• MATERIAL FOR THIS EXERCISE:
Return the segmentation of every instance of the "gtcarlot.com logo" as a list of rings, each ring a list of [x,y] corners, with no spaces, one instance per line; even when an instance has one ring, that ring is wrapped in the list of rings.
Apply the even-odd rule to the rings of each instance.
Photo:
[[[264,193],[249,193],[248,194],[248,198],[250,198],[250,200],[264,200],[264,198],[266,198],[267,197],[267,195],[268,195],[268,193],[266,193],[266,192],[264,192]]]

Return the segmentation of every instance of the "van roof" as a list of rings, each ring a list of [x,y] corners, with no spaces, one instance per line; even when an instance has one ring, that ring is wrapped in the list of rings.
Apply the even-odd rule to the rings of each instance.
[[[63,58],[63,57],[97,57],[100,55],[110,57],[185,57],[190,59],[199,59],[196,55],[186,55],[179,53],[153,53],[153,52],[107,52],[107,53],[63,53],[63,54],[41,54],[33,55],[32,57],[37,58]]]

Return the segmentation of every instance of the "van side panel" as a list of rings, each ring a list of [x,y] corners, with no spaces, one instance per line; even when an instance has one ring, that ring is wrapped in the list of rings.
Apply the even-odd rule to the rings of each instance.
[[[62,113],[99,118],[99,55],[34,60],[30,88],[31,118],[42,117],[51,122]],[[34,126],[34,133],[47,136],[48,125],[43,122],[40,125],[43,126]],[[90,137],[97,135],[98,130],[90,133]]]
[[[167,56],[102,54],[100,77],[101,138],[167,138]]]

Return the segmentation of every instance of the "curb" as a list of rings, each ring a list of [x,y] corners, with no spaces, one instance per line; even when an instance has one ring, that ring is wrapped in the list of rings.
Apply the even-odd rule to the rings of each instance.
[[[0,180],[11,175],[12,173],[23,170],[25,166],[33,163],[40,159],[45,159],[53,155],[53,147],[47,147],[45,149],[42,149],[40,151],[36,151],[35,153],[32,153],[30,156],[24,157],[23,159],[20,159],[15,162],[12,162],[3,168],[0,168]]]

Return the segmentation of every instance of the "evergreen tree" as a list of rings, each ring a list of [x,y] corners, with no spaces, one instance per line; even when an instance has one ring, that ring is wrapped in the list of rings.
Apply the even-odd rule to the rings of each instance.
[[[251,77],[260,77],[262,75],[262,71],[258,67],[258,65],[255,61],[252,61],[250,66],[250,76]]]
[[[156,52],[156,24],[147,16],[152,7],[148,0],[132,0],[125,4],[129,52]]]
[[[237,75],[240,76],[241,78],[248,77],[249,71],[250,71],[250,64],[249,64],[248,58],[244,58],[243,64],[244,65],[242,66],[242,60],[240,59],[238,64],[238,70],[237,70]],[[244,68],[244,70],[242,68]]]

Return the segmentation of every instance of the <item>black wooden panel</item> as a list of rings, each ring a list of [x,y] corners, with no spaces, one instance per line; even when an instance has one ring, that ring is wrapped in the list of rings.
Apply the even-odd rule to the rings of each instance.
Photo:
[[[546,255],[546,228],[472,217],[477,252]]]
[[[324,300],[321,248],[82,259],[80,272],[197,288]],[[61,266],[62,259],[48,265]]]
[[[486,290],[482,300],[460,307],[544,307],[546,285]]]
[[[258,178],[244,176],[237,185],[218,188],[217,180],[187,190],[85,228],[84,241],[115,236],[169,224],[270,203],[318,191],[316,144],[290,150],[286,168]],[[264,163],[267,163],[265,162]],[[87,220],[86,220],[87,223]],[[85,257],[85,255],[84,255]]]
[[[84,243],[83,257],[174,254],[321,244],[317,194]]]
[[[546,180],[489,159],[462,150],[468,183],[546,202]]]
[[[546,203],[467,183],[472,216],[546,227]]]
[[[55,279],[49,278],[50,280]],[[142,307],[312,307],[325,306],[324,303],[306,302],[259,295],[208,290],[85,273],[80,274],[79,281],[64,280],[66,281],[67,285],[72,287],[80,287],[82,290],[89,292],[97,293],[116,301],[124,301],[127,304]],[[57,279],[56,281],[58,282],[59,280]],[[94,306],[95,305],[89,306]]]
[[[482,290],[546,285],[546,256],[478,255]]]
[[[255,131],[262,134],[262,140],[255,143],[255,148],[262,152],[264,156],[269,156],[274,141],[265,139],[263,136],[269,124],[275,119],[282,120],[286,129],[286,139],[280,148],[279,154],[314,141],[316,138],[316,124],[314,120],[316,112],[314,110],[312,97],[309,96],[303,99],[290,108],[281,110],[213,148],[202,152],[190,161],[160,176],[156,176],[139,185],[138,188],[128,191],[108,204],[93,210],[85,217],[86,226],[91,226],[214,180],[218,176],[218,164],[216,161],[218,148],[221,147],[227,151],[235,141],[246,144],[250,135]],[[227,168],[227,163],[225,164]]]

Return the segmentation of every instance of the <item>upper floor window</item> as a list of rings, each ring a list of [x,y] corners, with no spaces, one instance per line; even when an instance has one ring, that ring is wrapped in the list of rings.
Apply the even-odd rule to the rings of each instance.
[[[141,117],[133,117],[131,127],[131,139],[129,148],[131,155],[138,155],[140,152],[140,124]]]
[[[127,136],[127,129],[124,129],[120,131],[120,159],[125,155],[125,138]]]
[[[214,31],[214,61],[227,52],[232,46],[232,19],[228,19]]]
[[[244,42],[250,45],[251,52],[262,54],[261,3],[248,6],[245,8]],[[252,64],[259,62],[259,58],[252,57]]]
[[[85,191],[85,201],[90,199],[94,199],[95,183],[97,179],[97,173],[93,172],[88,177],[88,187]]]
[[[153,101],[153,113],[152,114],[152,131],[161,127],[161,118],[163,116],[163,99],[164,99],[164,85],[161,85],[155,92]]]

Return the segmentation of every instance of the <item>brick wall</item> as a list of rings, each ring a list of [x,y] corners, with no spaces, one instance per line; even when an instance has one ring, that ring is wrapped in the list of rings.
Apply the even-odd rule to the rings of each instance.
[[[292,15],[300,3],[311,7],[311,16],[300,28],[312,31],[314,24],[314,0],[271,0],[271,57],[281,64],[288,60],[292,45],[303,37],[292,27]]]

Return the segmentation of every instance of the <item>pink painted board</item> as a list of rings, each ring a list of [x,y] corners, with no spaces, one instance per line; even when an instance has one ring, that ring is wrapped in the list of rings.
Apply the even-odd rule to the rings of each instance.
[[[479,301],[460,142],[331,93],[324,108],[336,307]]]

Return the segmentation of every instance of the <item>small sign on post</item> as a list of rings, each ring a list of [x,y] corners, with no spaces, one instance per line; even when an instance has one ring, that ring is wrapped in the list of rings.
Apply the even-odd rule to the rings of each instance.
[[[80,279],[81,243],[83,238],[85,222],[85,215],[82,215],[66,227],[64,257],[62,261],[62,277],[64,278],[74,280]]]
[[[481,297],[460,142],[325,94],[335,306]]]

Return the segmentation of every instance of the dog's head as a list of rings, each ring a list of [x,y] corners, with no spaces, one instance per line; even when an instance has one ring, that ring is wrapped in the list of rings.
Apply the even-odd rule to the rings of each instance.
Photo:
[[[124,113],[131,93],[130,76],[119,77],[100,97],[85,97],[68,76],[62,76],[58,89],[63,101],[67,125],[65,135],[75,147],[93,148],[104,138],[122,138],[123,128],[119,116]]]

• WHAT TO WORK ON:
Copy out every line of the records word for word.

• FINAL RESULT:
Return the segmentation of every instance of the "gtcarlot.com logo" as a list of rings, each ring a list of [x,y] corners, with no spaces, one instance per line; even when an instance has one ring, that ring is wrapped in the list of rings.
Apply the even-odd rule to the rings of each instance.
Photo:
[[[264,193],[249,193],[248,194],[248,198],[250,198],[250,200],[264,200],[264,198],[266,198],[267,197],[267,195],[268,195],[268,193],[266,193],[266,192],[264,192]]]

Return the segmentation of every instance of the "van roof" as a list of rings, each ring a list of [x,y] corners, with no spaces, one instance per line; even when an instance has one ring, that ring is wrapped in the list of rings.
Apply the even-odd rule to the rings of each instance.
[[[63,58],[63,57],[97,57],[100,55],[110,57],[185,57],[190,59],[199,59],[196,55],[186,55],[179,53],[153,53],[153,52],[107,52],[107,53],[63,53],[63,54],[41,54],[33,55],[32,57],[37,58]]]

Return the segmentation of every instance of the "van side panel" as a list of rings, each ring a list of [x,y] corners, with no spaces, one instance per line; even when an instance has one ring, that ring is wrapped in the list of rings.
Apply the even-odd rule to the rings of each instance.
[[[62,113],[99,118],[99,55],[34,60],[30,88],[31,118],[42,117],[51,122]],[[34,126],[34,133],[47,136],[48,125],[43,122],[40,125],[43,126]],[[90,137],[97,135],[98,130],[90,133]]]
[[[167,56],[102,54],[100,77],[101,138],[167,138]]]

Return the segmentation of every instance of the "curb" as a list of rings, each ring a list of [x,y] corners, with no spaces, one instance per line; even when an instance has one ring, that ring is wrapped in the list of rings.
Apply the even-odd rule to the rings of each instance.
[[[0,180],[11,175],[12,173],[23,170],[25,166],[33,163],[40,159],[45,159],[53,155],[53,147],[47,147],[45,149],[42,149],[40,151],[36,151],[35,153],[32,153],[30,156],[24,157],[23,159],[20,159],[15,162],[12,162],[3,168],[0,168]]]

Return the segmentation of every instance of the "evergreen tree" as a list of rings, each ring a list of [x,y] corners, with no spaces, one instance per line; even when an instance has one ring, that ring is wrapped in the list of rings.
Apply the even-odd rule to the rings of each instance.
[[[251,77],[260,77],[262,75],[262,71],[258,67],[258,65],[255,61],[252,61],[250,66],[250,76]]]
[[[156,52],[156,24],[147,16],[152,7],[148,0],[132,0],[125,4],[129,52]]]
[[[237,75],[240,76],[241,78],[248,77],[249,71],[250,71],[250,64],[249,64],[248,58],[244,58],[243,64],[244,65],[242,66],[242,60],[240,59],[238,64],[238,70],[237,70]],[[244,68],[244,70],[242,68]]]

Return the segmentation of every instance of the <item>black wooden panel</item> as a list of rings, each ring a list of [x,y] corners, with no spaces, one instance per line; even when an instance has one ring, that ring is wrapped in the list of rings.
Apply the even-odd rule to the rings of each instance.
Photo:
[[[546,255],[546,228],[472,217],[477,252]]]
[[[324,300],[321,248],[82,259],[80,272],[197,288]],[[61,266],[62,259],[48,265]]]
[[[486,290],[482,300],[460,307],[544,307],[546,285]]]
[[[258,178],[244,176],[237,185],[218,188],[217,180],[187,190],[85,228],[84,241],[115,236],[169,224],[270,203],[318,191],[316,144],[290,150],[286,168]],[[264,163],[267,163],[265,162]],[[87,220],[86,220],[87,223]],[[85,257],[85,255],[84,255]]]
[[[84,243],[83,257],[174,254],[321,244],[317,194]]]
[[[546,180],[489,159],[462,150],[468,183],[546,202]]]
[[[546,203],[467,183],[472,216],[546,227]]]
[[[55,279],[49,278],[50,280]],[[142,307],[312,307],[325,306],[324,303],[306,302],[259,295],[208,290],[85,273],[80,274],[79,281],[64,280],[66,281],[67,285],[72,287],[80,287],[82,290],[89,292],[97,293],[116,301],[124,301],[127,304]],[[57,279],[56,281],[58,282],[59,280]],[[94,306],[95,305],[89,306]]]
[[[482,290],[546,285],[546,256],[478,255]]]
[[[255,131],[262,134],[262,140],[255,143],[255,148],[262,152],[264,156],[269,156],[274,141],[265,139],[263,136],[269,124],[275,119],[282,120],[286,129],[286,139],[280,148],[279,154],[314,141],[316,138],[316,124],[314,120],[316,112],[314,110],[312,97],[309,96],[303,99],[290,108],[281,110],[213,148],[202,152],[190,161],[160,176],[156,176],[139,185],[138,188],[128,191],[108,204],[93,210],[85,217],[86,226],[91,226],[214,180],[218,176],[218,164],[216,161],[218,148],[221,147],[227,151],[235,141],[246,144],[250,135]],[[227,168],[227,163],[225,164]]]

Return the segmentation of every instance of the <item>upper floor window</item> as a list of rings, each ring a list of [x,y] corners, with no spaces, one instance per line; even when an instance has one ring, that ring is wrapped in the list of rings.
Apply the even-odd rule to the rings of each instance.
[[[141,117],[133,117],[131,127],[131,139],[129,148],[131,155],[138,155],[140,152],[140,124]]]
[[[127,136],[127,129],[124,129],[120,131],[120,159],[125,155],[125,138]]]
[[[214,31],[214,61],[227,52],[232,46],[232,19],[228,19]]]
[[[244,42],[250,45],[251,52],[262,54],[261,3],[248,6],[245,8]],[[252,64],[259,62],[259,58],[252,57]]]
[[[85,191],[85,201],[90,199],[94,199],[95,183],[97,179],[97,173],[93,172],[88,177],[88,187]]]
[[[153,101],[153,113],[152,114],[152,131],[161,127],[161,118],[163,116],[163,99],[164,99],[164,85],[161,85],[155,92]]]

Return the segmentation of every instance of the <item>brick wall</item> as a list of rings, each ring a list of [x,y] corners, with no spaces, one instance per line; even when an instance has one ring, that ring is wrapped in the list of rings.
Apply the even-odd rule to the rings of each instance.
[[[292,15],[300,3],[311,7],[311,16],[300,28],[312,31],[314,24],[314,0],[271,0],[271,57],[281,64],[288,60],[292,45],[303,37],[292,27]]]

Return the segmentation of every instance of the <item>pink painted board</item> as a list of rings, each ring a list of [x,y] corners, with no spaces, one instance per line; even when an instance has one ring, that ring is wrapped in the list of rings.
Apply the even-odd rule to the rings of each instance.
[[[479,301],[460,142],[331,93],[324,108],[336,307]]]

Return the segmentation of every instance of the <item>small sign on post</item> as a list of rings, each ring a list of [x,y] corners, with no spaces, one instance per line; even when an instance has one ring, that ring is wrapped in the list of rings.
Apply the even-odd rule to the rings of each instance.
[[[80,279],[81,243],[83,238],[85,222],[85,215],[82,215],[66,227],[64,257],[62,261],[62,277],[64,278],[74,280]]]
[[[481,297],[460,142],[325,94],[335,306]]]

Return the segmentation of every instance of the dog's head as a list of rings, each ring a list of [x,y] corners, with no spaces, one instance per line; even when an instance has one ring, that ring is wrapped in the list of rings.
Apply the even-odd rule to the rings of each instance.
Photo:
[[[124,113],[131,93],[130,76],[119,77],[100,97],[85,97],[68,76],[62,76],[58,89],[63,101],[67,125],[65,135],[75,147],[93,148],[104,138],[122,138],[123,128],[119,116]]]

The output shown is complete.